§ À faire:
1 - Reprenez le passage de l'arrêt de Douai en commençant par « CA Douai, 8e » et en allant jusqu'à « de procédure civile. », mais mettez « Monsieur Y » à la place de « Monsieur X ».
2 - Poursuivez la rédaction de l'arrêt de Douai à partir de l'endroit où il s'arrête.

§ Texte à lire:
+ + +

CA Douai, 8e ch. sect. 1, 14 novembre 2019, n° 17-00249
DOUAI
Arrêt
Infirmation partielle
PARTIES
Demandeur :
Nacc (SA)
COMPOSITION DE LA JURIDICTION
Président :
Mme Collière
Conseillers :
Mmes Billieres, Bimba Amaral
LA COUR,
La société GE Money Bank a interjeté appel le 6 janvier 2017 de l'ensemble des dispositions d'un jugement du tribunal d'instance de Douai du 28 novembre 2016 qui l'a déboutée de ses demandes formées contre Monsieur X au titre d'un crédit accessoire à la vente d'un véhicule automobile que celui-ci a souscrit auprès d'elle selon une offre préalable acceptée le 21 mars 2012 et qui a rejeté la demande qu'elle avait formée en application de l'article 700 du Code de procédure civile.
Par un arrêt avant dire droit du 13 juin 2019 auquel il convient de se reporter pour un plus ample exposé des faits, moyens et prétentions, la cour de céans a infirmé le jugement déféré en ce qu'il a débouté la société Money Bank de sa demande en paiement et, statuant à nouveau de ce chef, a condamné Monsieur X à payer à cet établissement de crédit la somme de 2 400,15 euros avec intérêts au taux de 7,99 % l'an à compter du 13 juin 2016 et rejeté la demande de la société GE Money Bank fondée sur l'article 1154 du Code civil, dans sa rédaction antérieure à celle issue de l'ordonnance n° 2016-131 du 10 février 2016.
Avant dire droit sur les autres chefs du jugement, elle a :
- ordonné la réouverture des débats pour permettre à la société GE Money Bank de faire connaître ses observations sur le moyen relevé d'office du caractère abusif de la clause prévoyant la subrogation du prêteur dans la réserve de propriété du vendeur en application des dispositions de l'article 1250, 1° du Code civil, dans sa rédaction antérieure à celle issue de l'ordonnance n° 2016-131 du 10 février 2016 et de la clause autorisant ce même prêteur à réaliser le bien repris, sans permettre à l'emprunteur de présenter lui-même un acheteur faisant une offre ;
- dit que la société GE Money Bank disposerait pour présenter ses observations sur ce point d'un délai expirant le 15 août 2019 ;
- dit que l'affaire serait de nouveau évoquée à l'audience de plaidoirie du mercredi 11 septembre 2019 à 9 heures 15 ;
- sursis à statuer sur les autres demandes et réservé les dépens.

+ + +

§ Données fournies:
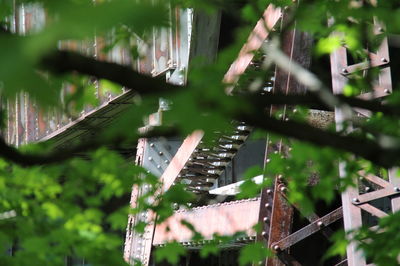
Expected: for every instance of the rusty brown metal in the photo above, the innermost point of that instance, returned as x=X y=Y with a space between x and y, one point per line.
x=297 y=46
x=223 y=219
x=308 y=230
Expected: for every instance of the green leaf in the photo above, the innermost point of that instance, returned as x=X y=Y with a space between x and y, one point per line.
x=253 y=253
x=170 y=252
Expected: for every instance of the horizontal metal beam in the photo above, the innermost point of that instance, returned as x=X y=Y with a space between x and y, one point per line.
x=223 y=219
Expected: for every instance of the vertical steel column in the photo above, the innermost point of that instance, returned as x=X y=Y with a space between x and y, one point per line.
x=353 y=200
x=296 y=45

+ + +

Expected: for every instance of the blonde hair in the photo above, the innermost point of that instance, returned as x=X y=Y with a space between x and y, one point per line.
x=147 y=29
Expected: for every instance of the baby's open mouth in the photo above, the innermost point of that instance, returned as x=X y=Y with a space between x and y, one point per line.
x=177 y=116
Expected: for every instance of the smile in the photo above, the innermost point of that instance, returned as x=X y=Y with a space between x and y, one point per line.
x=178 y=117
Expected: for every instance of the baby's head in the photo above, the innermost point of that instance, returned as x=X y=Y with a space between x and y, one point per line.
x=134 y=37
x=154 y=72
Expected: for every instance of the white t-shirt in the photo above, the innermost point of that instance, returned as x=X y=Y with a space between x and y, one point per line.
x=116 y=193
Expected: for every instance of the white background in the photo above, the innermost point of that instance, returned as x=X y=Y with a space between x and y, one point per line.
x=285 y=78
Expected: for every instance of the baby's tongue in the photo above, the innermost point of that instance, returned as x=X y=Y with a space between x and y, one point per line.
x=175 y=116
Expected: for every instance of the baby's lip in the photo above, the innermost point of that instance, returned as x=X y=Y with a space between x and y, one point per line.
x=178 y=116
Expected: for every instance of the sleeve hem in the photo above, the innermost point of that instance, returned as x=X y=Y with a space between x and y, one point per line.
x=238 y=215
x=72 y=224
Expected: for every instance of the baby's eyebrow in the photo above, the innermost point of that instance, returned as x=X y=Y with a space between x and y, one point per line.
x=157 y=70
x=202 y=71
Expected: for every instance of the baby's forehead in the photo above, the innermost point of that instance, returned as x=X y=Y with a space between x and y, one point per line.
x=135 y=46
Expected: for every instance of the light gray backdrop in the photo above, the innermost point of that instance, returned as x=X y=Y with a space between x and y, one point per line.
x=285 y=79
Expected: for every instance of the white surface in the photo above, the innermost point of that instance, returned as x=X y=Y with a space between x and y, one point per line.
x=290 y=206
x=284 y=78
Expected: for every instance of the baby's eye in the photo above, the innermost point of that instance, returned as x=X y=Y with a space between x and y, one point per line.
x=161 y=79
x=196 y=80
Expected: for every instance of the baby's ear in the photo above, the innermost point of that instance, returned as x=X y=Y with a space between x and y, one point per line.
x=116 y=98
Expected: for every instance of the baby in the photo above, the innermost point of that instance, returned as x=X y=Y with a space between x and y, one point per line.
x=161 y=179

+ + +

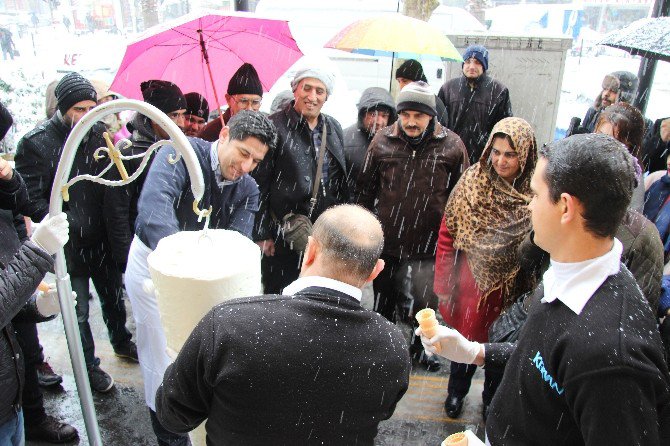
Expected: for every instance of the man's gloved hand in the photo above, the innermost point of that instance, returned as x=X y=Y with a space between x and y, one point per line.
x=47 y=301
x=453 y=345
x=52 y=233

+ + +

§ Corrigés:
1 -
CA Douai, 8e ch. sect. 1, 14 novembre 2019, n° 17-00249
DOUAI
Arrêt
Infirmation partielle
PARTIES
Demandeur :
Nacc (SA)
COMPOSITION DE LA JURIDICTION
Président :
Mme Collière
Conseillers :
Mmes Billieres, Bimba Amaral
LA COUR,
La société GE Money Bank a interjeté appel le 6 janvier 2017 de l'ensemble des dispositions d'un jugement du tribunal d'instance de Douai du 28 novembre 2016 qui l'a déboutée de ses demandes formées contre Monsieur Y au titre d'un crédit accessoire à la vente d'un véhicule automobile que celui-ci a souscrit auprès d'elle selon une offre préalable acceptée le 21 mars 2012 et qui a rejeté la demande qu'elle avait formée en application de l'article 700 du Code de procédure civile.

2 -
Par conclusions transmises au greffe de la cour le 2 août 2019, la société Négociations achat créances contentieuses, ci-après dénommée la société NACC, qui expose venir aux droits de la société GE Money Bank, devenue My Money Bank, en vertu d'une cession de créance intervenue le 25 juin 2019, observe que le moyen soulevé d'office par la cour résulte d'un avis de la Cour de cassation du 28 novembre 2016 et rappelle en conséquence le caractère facultatif dudit avis. Elle fait valoir ensuite que le contrat de crédit litigieux ayant été consenti le 21 mars 2012, il ne saurait lui être reproché de n'avoir pas anticipé un avis simplement consultatif rendu plusieurs années après la rédaction et la signature du contrat alors qu'elle a fait une parfaite application de l'article 1250 1° du Code civil en vigueur au jour de la conclusion du contrat et de l'avis de la Commission des clauses abusives n° 05-04 émis le 23 juin 2005 et que nul ne saurait restreindre le droit de propriété absolu acquis par le prêteur avec l'accord exprès de l'emprunteur plusieurs années après la conclusion du contrat de prêt. Elle prétend que la clause de subrogation litigieuse est en tout état de cause dans l'intérêt de l'emprunteur dès lors que si elle est autorisée à reprendre le véhicule, celui-ci pourra être vendu et le fruit de la vente s'inscrira en déduction de la dette de Monsieur X à l'égard de la société de crédit.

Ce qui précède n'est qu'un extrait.